* WHAT TO PRODUCE *
Scan the entries below, and for each line that includes the word "dark", make a copy.

Extracted data entries
=== Section Start ===
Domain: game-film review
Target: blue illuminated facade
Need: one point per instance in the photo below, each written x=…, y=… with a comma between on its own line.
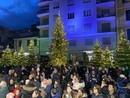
x=84, y=21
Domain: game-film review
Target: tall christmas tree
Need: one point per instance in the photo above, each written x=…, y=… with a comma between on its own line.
x=7, y=56
x=122, y=53
x=97, y=55
x=58, y=49
x=106, y=58
x=15, y=59
x=32, y=57
x=22, y=58
x=85, y=59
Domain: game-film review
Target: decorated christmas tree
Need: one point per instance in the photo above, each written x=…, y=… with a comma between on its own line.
x=7, y=56
x=58, y=49
x=21, y=57
x=32, y=57
x=106, y=58
x=85, y=59
x=97, y=55
x=15, y=59
x=122, y=53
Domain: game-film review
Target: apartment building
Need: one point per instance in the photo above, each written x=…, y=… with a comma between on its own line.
x=84, y=21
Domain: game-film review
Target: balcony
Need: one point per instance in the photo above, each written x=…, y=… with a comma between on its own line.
x=106, y=14
x=43, y=2
x=43, y=26
x=105, y=3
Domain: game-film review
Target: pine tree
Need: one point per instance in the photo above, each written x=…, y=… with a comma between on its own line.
x=122, y=53
x=106, y=58
x=15, y=60
x=97, y=55
x=7, y=56
x=32, y=57
x=58, y=53
x=85, y=59
x=22, y=58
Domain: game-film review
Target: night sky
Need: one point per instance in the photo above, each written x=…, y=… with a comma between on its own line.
x=18, y=14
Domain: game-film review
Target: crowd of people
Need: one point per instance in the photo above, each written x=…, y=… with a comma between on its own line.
x=64, y=82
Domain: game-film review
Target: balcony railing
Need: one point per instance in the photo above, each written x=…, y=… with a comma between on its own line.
x=43, y=11
x=44, y=0
x=103, y=1
x=105, y=15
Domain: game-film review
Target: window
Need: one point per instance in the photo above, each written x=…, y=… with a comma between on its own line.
x=71, y=28
x=55, y=17
x=105, y=13
x=127, y=15
x=89, y=42
x=28, y=42
x=106, y=41
x=70, y=2
x=106, y=27
x=20, y=43
x=87, y=27
x=35, y=42
x=86, y=1
x=128, y=34
x=70, y=15
x=72, y=43
x=87, y=13
x=55, y=5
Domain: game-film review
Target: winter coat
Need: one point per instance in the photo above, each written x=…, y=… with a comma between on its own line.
x=3, y=92
x=26, y=92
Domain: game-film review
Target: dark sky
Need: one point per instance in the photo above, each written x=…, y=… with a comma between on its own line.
x=18, y=14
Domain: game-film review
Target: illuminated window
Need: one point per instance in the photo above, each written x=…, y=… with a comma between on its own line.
x=70, y=15
x=87, y=13
x=86, y=1
x=70, y=2
x=71, y=28
x=72, y=43
x=20, y=43
x=55, y=17
x=28, y=42
x=55, y=5
x=106, y=41
x=87, y=27
x=35, y=42
x=128, y=34
x=106, y=27
x=127, y=15
x=89, y=42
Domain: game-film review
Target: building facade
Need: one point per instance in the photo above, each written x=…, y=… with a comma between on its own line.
x=123, y=16
x=84, y=21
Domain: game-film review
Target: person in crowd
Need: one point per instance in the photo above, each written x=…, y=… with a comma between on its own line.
x=55, y=75
x=104, y=87
x=47, y=85
x=28, y=89
x=97, y=92
x=54, y=93
x=121, y=84
x=81, y=93
x=57, y=86
x=36, y=94
x=3, y=89
x=11, y=85
x=112, y=91
x=68, y=93
x=93, y=78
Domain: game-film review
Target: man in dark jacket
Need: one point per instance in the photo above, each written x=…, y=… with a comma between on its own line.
x=4, y=89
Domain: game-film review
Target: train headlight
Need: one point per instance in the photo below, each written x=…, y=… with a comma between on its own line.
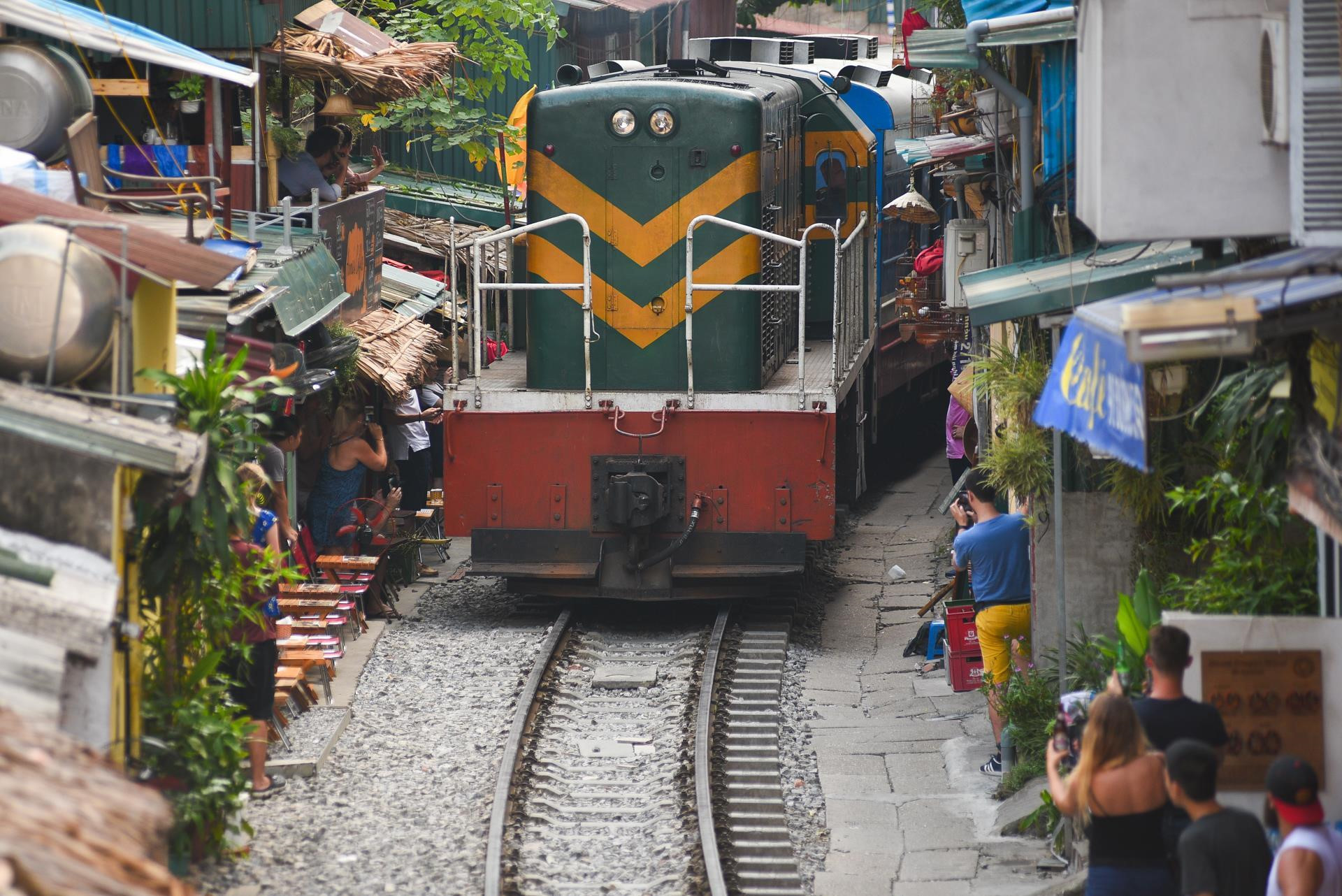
x=662, y=122
x=623, y=122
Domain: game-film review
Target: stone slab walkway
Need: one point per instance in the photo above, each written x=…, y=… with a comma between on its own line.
x=907, y=808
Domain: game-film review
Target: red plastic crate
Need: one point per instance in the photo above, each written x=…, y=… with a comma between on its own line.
x=965, y=670
x=961, y=632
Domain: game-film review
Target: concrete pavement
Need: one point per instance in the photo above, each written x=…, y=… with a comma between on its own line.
x=907, y=808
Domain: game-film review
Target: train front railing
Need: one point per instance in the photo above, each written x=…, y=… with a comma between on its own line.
x=479, y=289
x=851, y=296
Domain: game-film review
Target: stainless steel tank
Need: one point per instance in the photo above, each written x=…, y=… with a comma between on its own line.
x=42, y=93
x=30, y=281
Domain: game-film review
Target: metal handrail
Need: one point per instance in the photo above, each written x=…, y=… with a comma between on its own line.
x=477, y=333
x=844, y=301
x=690, y=286
x=286, y=217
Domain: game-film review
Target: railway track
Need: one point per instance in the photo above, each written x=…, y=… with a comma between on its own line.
x=643, y=758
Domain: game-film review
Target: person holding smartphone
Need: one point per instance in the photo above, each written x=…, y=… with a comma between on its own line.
x=997, y=550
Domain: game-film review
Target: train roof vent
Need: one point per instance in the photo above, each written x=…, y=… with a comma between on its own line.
x=612, y=67
x=851, y=48
x=767, y=50
x=865, y=74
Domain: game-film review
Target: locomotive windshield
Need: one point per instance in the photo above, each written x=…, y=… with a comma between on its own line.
x=831, y=188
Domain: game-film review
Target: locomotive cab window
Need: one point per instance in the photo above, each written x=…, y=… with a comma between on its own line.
x=831, y=188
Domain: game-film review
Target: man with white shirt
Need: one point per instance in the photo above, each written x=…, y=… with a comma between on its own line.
x=407, y=443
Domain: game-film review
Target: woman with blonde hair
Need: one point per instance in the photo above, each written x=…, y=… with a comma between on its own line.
x=1118, y=792
x=356, y=448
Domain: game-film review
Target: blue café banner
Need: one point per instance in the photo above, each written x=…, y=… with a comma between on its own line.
x=1095, y=395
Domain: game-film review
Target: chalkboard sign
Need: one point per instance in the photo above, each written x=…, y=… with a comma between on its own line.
x=352, y=230
x=1273, y=704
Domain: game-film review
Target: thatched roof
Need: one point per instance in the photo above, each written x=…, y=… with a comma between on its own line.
x=396, y=352
x=73, y=823
x=332, y=43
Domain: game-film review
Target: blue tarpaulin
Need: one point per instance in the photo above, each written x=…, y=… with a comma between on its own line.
x=1095, y=395
x=1058, y=109
x=996, y=8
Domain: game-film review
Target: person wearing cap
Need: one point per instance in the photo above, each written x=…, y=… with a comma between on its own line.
x=1223, y=852
x=1308, y=862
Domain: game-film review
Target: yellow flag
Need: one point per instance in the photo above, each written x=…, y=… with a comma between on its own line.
x=513, y=168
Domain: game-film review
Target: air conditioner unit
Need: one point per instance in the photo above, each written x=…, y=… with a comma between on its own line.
x=1153, y=163
x=1315, y=109
x=965, y=252
x=1274, y=78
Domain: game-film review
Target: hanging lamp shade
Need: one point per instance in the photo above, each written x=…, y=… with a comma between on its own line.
x=338, y=106
x=911, y=207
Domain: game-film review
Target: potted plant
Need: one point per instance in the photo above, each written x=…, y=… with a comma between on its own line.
x=188, y=93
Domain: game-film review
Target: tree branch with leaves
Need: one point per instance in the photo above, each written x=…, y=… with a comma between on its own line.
x=485, y=33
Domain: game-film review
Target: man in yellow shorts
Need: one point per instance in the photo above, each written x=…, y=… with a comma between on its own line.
x=997, y=549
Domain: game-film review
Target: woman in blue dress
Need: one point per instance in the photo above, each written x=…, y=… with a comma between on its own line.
x=356, y=448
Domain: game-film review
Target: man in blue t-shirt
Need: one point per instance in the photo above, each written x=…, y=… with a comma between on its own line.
x=996, y=547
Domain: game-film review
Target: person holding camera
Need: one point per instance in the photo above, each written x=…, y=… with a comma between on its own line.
x=356, y=448
x=1118, y=792
x=410, y=448
x=996, y=549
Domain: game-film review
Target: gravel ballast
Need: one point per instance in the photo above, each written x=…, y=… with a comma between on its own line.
x=403, y=804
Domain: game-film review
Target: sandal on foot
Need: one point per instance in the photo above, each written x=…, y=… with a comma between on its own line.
x=277, y=782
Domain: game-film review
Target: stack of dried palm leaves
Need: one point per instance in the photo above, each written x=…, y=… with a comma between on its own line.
x=73, y=824
x=396, y=352
x=435, y=233
x=401, y=70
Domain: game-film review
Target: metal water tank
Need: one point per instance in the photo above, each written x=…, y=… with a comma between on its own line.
x=42, y=93
x=964, y=251
x=31, y=258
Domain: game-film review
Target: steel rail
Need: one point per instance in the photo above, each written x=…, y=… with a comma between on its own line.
x=513, y=753
x=702, y=763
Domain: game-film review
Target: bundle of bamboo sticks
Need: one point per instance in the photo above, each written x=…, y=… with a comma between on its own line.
x=396, y=352
x=73, y=824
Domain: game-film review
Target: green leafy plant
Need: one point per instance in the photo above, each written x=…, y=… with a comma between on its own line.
x=1019, y=458
x=1250, y=563
x=347, y=369
x=485, y=33
x=289, y=141
x=1020, y=461
x=189, y=87
x=1251, y=428
x=192, y=585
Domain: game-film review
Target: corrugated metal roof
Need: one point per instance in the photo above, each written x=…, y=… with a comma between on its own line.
x=218, y=24
x=1286, y=280
x=410, y=293
x=1044, y=286
x=945, y=48
x=303, y=287
x=96, y=30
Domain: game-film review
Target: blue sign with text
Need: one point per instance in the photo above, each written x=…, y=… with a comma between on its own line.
x=1095, y=395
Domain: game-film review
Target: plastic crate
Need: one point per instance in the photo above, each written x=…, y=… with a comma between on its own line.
x=961, y=632
x=964, y=670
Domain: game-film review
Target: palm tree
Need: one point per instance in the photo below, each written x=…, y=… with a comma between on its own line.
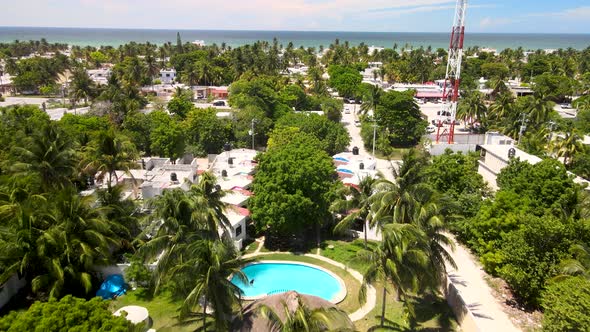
x=49, y=155
x=81, y=86
x=109, y=153
x=578, y=266
x=191, y=75
x=152, y=67
x=55, y=243
x=428, y=218
x=121, y=212
x=400, y=259
x=299, y=317
x=502, y=106
x=77, y=239
x=567, y=146
x=371, y=99
x=172, y=229
x=206, y=266
x=357, y=204
x=539, y=110
x=206, y=196
x=397, y=201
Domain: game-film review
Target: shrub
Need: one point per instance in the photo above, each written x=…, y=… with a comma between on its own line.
x=67, y=314
x=567, y=305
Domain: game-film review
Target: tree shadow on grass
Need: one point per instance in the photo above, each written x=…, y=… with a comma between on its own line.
x=433, y=308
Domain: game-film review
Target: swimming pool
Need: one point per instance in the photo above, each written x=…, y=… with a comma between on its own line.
x=271, y=277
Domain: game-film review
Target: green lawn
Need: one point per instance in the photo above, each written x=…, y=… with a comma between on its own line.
x=432, y=312
x=351, y=302
x=162, y=309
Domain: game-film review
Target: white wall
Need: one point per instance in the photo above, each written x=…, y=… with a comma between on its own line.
x=10, y=288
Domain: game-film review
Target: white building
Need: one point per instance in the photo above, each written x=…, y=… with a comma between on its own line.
x=234, y=170
x=497, y=153
x=168, y=76
x=352, y=168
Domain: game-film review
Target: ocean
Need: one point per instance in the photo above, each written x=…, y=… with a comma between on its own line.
x=116, y=37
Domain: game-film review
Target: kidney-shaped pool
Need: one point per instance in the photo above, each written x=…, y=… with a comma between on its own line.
x=271, y=277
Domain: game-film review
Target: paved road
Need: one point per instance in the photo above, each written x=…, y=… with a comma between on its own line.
x=469, y=276
x=348, y=119
x=22, y=100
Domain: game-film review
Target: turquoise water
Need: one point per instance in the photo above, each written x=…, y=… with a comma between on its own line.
x=272, y=278
x=116, y=37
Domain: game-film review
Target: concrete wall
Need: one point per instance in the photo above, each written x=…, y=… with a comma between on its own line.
x=10, y=288
x=439, y=149
x=464, y=316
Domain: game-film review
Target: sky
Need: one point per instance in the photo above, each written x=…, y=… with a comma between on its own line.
x=512, y=16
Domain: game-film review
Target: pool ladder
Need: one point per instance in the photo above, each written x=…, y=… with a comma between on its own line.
x=278, y=291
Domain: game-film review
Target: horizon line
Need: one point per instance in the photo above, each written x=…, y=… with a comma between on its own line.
x=254, y=30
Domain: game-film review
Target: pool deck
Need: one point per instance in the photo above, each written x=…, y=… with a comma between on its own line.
x=337, y=298
x=367, y=307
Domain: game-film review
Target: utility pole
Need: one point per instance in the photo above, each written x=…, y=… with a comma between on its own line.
x=253, y=134
x=453, y=75
x=374, y=136
x=551, y=126
x=523, y=122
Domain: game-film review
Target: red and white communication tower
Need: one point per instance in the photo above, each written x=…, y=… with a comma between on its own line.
x=453, y=77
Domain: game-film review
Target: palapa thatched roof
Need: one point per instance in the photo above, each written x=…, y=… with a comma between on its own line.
x=252, y=321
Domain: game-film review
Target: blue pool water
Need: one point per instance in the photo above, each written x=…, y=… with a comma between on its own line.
x=271, y=278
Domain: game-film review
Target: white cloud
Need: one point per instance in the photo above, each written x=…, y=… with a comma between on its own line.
x=579, y=13
x=488, y=22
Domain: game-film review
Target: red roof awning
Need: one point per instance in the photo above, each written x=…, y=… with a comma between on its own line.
x=429, y=94
x=241, y=211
=== Section End ===
* EXERCISE ANSWER *
Target: dark sky
Target: man in dark jacket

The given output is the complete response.